-- start --

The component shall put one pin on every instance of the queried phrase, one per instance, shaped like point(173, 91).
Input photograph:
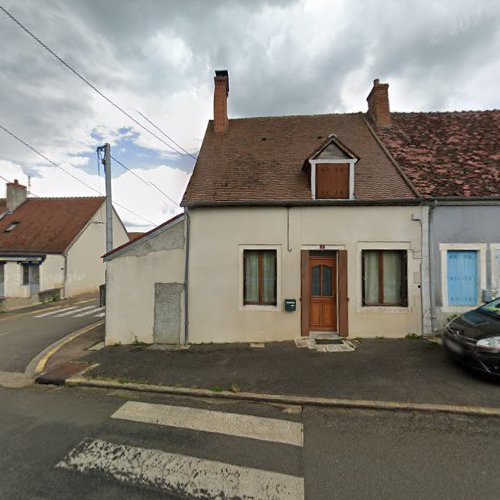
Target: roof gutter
point(305, 203)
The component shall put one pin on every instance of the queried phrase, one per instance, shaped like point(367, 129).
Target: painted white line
point(233, 424)
point(181, 475)
point(57, 311)
point(87, 313)
point(73, 312)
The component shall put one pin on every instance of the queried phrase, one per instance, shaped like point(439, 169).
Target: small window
point(11, 227)
point(31, 274)
point(385, 278)
point(259, 272)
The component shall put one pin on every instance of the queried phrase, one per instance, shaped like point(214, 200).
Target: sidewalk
point(401, 370)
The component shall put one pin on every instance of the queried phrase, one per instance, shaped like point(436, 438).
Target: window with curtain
point(259, 283)
point(384, 278)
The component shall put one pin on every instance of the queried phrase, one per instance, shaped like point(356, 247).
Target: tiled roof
point(261, 159)
point(46, 225)
point(447, 154)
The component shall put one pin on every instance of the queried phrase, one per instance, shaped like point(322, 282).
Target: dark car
point(474, 338)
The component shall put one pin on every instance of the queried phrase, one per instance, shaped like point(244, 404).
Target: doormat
point(326, 345)
point(329, 341)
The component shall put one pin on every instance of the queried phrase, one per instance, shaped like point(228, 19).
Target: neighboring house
point(453, 159)
point(51, 247)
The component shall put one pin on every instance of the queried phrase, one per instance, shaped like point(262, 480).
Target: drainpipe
point(431, 266)
point(186, 275)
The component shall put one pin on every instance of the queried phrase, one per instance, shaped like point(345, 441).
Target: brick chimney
point(221, 92)
point(16, 195)
point(378, 104)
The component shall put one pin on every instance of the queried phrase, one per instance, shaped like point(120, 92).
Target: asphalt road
point(64, 443)
point(24, 335)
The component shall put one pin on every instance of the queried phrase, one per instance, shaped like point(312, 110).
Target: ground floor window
point(259, 283)
point(462, 277)
point(31, 274)
point(384, 278)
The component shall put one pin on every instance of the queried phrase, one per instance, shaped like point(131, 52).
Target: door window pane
point(327, 281)
point(316, 281)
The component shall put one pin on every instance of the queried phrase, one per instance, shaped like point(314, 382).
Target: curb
point(77, 381)
point(39, 362)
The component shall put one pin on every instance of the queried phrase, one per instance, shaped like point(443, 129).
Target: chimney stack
point(16, 195)
point(221, 92)
point(378, 104)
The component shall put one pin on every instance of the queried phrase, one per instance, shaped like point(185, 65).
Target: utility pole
point(109, 202)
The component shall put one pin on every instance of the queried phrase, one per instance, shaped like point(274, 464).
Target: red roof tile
point(47, 225)
point(261, 159)
point(447, 154)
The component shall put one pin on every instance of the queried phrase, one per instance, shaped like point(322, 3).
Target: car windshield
point(492, 308)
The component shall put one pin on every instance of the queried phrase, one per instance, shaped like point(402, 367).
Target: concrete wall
point(85, 268)
point(218, 236)
point(132, 280)
point(467, 227)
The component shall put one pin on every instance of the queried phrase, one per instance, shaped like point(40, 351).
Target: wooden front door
point(323, 294)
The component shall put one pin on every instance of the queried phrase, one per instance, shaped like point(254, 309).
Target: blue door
point(462, 278)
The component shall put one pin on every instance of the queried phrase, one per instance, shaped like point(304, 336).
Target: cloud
point(284, 57)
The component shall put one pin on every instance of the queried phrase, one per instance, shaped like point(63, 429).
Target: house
point(453, 160)
point(293, 226)
point(51, 247)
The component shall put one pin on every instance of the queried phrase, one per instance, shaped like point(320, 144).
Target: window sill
point(385, 309)
point(256, 307)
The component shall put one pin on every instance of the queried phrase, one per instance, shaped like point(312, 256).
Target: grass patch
point(216, 388)
point(413, 336)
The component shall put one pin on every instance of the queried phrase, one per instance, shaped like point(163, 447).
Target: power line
point(161, 131)
point(146, 181)
point(87, 82)
point(14, 136)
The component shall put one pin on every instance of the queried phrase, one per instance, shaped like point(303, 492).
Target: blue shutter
point(462, 278)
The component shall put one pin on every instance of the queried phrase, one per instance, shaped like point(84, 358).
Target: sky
point(157, 58)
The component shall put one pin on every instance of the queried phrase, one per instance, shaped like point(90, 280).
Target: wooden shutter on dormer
point(332, 180)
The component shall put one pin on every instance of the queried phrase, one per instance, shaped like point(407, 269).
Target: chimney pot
point(16, 195)
point(221, 91)
point(378, 104)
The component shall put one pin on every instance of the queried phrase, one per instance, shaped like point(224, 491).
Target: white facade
point(133, 305)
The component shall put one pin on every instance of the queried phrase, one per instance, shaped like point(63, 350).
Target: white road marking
point(178, 474)
point(57, 311)
point(246, 426)
point(73, 312)
point(86, 313)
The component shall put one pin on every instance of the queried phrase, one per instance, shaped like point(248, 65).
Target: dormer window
point(11, 227)
point(332, 171)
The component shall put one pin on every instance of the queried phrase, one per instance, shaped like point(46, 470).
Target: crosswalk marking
point(246, 426)
point(80, 309)
point(179, 474)
point(55, 312)
point(87, 313)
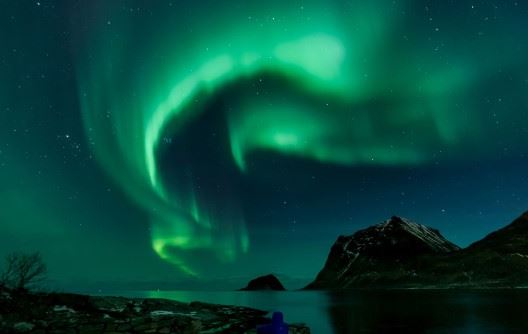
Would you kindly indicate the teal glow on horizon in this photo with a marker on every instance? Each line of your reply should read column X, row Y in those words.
column 349, row 91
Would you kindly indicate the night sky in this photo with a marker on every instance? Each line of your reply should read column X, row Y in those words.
column 169, row 141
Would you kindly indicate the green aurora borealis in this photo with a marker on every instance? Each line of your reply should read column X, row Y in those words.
column 354, row 85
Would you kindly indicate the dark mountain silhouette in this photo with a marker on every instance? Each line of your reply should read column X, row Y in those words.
column 400, row 253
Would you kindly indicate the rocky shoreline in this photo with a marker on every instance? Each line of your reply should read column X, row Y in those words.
column 82, row 314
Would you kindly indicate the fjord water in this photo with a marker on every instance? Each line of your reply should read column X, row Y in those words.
column 380, row 311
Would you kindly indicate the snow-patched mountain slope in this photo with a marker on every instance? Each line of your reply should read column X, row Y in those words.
column 385, row 245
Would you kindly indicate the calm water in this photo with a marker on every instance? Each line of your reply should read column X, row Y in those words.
column 408, row 311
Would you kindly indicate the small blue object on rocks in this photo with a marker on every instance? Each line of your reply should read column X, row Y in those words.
column 277, row 325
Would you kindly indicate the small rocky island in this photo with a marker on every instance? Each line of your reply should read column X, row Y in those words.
column 71, row 313
column 399, row 253
column 267, row 282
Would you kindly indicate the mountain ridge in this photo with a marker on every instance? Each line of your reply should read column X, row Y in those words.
column 399, row 253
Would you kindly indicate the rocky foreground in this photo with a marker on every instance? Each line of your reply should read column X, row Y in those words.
column 71, row 313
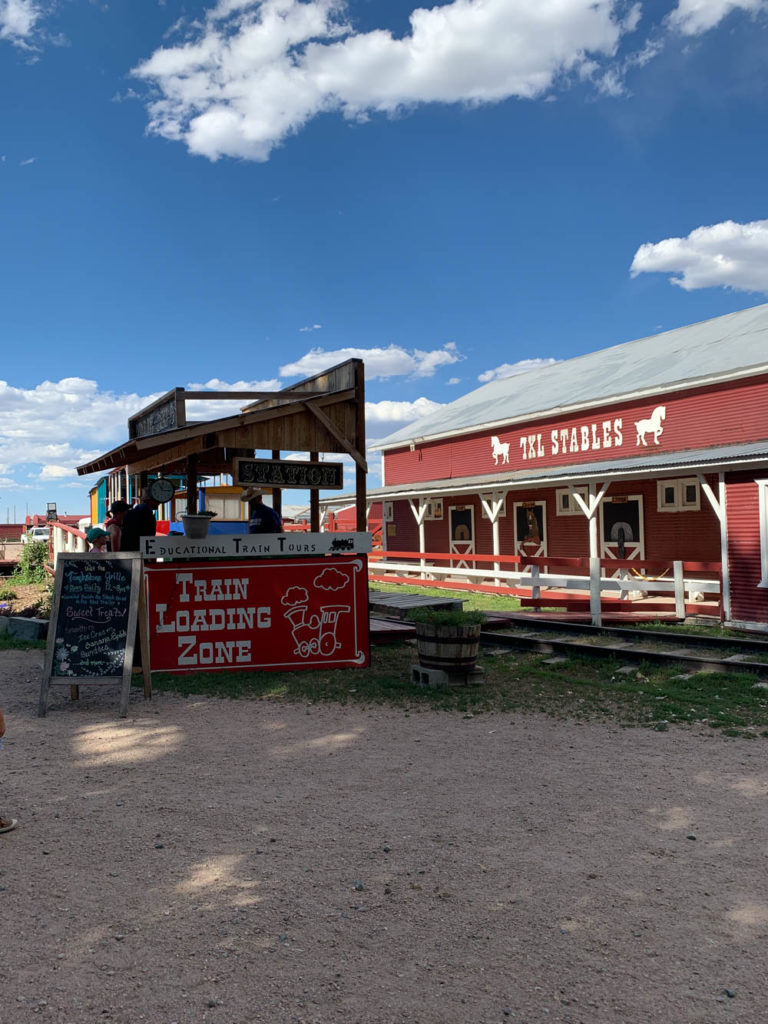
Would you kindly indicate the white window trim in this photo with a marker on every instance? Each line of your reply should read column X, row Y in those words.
column 576, row 507
column 763, row 512
column 679, row 484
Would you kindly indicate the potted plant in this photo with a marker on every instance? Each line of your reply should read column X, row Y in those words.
column 448, row 639
column 196, row 524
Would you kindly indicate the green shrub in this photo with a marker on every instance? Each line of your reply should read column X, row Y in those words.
column 445, row 616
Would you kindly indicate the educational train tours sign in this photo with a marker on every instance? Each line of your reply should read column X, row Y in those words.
column 274, row 614
column 92, row 629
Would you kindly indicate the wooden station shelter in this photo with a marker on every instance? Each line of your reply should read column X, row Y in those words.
column 321, row 415
column 651, row 450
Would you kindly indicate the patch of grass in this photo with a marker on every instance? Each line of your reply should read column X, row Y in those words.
column 31, row 566
column 472, row 602
column 689, row 629
column 13, row 643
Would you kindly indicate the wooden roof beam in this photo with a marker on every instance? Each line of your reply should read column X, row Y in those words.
column 349, row 449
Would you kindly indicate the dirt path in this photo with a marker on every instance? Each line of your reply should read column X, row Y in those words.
column 236, row 862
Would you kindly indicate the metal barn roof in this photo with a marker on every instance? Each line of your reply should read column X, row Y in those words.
column 726, row 347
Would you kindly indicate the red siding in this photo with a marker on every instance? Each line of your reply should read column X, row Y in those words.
column 695, row 419
column 749, row 603
column 688, row 536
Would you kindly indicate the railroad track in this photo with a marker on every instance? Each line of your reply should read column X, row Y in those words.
column 696, row 652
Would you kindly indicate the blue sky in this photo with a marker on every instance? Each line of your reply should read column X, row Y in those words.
column 242, row 194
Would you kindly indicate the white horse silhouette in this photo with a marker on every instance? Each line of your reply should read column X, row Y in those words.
column 498, row 449
column 651, row 425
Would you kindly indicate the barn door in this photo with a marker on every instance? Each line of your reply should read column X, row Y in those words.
column 462, row 538
column 530, row 529
column 622, row 528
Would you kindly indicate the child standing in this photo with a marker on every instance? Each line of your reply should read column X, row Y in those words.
column 6, row 824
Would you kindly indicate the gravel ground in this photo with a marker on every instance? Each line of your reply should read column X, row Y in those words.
column 207, row 860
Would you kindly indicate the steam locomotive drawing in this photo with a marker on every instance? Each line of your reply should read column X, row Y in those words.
column 315, row 635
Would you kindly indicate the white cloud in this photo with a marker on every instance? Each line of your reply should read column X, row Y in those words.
column 726, row 255
column 380, row 363
column 398, row 413
column 257, row 71
column 512, row 369
column 48, row 430
column 691, row 17
column 18, row 19
column 202, row 409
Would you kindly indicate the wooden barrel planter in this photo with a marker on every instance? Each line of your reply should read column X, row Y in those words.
column 452, row 648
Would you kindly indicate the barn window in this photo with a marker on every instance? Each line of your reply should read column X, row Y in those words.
column 566, row 503
column 763, row 509
column 679, row 496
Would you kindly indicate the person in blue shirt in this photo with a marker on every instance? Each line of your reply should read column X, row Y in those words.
column 261, row 518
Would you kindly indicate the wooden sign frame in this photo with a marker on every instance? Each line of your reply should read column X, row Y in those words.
column 135, row 615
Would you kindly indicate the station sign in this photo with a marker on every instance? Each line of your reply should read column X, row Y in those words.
column 280, row 473
column 278, row 614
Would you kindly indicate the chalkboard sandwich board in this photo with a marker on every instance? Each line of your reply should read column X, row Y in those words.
column 92, row 629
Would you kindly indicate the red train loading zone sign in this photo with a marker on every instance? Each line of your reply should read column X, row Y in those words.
column 276, row 614
column 275, row 473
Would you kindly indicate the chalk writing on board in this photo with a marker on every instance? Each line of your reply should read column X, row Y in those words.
column 91, row 626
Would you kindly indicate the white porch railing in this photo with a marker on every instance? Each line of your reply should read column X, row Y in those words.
column 582, row 582
column 66, row 539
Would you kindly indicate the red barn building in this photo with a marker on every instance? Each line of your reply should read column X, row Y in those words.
column 653, row 450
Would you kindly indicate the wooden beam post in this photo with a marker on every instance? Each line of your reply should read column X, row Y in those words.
column 359, row 443
column 313, row 502
column 276, row 492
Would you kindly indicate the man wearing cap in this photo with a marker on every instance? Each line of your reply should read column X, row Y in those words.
column 261, row 518
column 97, row 539
column 138, row 521
column 114, row 524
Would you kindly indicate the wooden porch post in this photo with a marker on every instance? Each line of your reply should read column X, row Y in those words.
column 359, row 443
column 276, row 492
column 192, row 484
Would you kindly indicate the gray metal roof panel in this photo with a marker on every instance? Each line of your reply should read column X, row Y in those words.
column 707, row 460
column 718, row 347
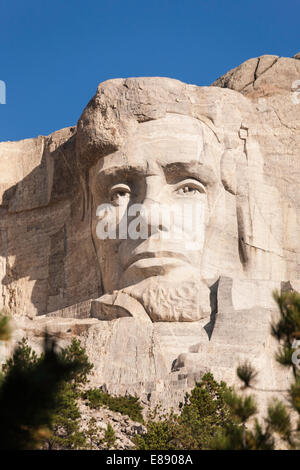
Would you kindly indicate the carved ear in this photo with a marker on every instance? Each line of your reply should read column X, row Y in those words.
column 234, row 179
column 228, row 170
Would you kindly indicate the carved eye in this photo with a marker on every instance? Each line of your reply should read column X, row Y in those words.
column 120, row 194
column 190, row 188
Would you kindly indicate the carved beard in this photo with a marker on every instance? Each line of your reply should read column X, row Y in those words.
column 165, row 302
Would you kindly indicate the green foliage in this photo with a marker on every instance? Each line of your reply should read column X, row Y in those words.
column 28, row 395
column 160, row 435
column 5, row 330
column 287, row 328
column 246, row 373
column 240, row 438
column 126, row 405
column 65, row 426
column 294, row 395
column 93, row 435
column 241, row 407
column 278, row 419
column 204, row 413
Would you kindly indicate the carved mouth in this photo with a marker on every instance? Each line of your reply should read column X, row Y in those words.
column 163, row 255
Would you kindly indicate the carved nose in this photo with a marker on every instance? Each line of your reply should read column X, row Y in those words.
column 152, row 213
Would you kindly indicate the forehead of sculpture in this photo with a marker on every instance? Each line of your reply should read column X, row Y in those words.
column 174, row 139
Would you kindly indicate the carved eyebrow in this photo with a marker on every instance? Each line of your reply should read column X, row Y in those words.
column 119, row 171
column 194, row 169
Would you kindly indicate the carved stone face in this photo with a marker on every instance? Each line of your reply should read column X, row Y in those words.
column 160, row 186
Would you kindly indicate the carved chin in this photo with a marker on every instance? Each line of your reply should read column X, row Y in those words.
column 165, row 302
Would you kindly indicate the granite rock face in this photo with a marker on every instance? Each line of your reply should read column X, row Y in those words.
column 155, row 312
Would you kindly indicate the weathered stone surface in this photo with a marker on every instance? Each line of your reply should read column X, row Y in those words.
column 156, row 313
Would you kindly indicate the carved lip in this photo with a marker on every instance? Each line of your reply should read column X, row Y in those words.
column 156, row 254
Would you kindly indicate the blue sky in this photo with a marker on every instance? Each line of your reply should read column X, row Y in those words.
column 54, row 54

-- end --

-- Stated problem --
Repeat exactly the lines above, starting with the line that contains "Would you kindly indicate the weathered" and ending with the last line, both included, and nothing else.

-- Task answer --
Would you kindly indicate the weathered stone surface in this photo with a marker on every instance? Each line of your reply should read column X, row Y in those words.
column 156, row 313
Would you kindly indicate the carved lip in this photo with a marker on every instance? Each line of your reply should read column X, row Y in those words.
column 156, row 254
Would you kindly indicate the blue sky in this photo with a marker on every instance? Each line of your reply should read column X, row Y in those words.
column 54, row 54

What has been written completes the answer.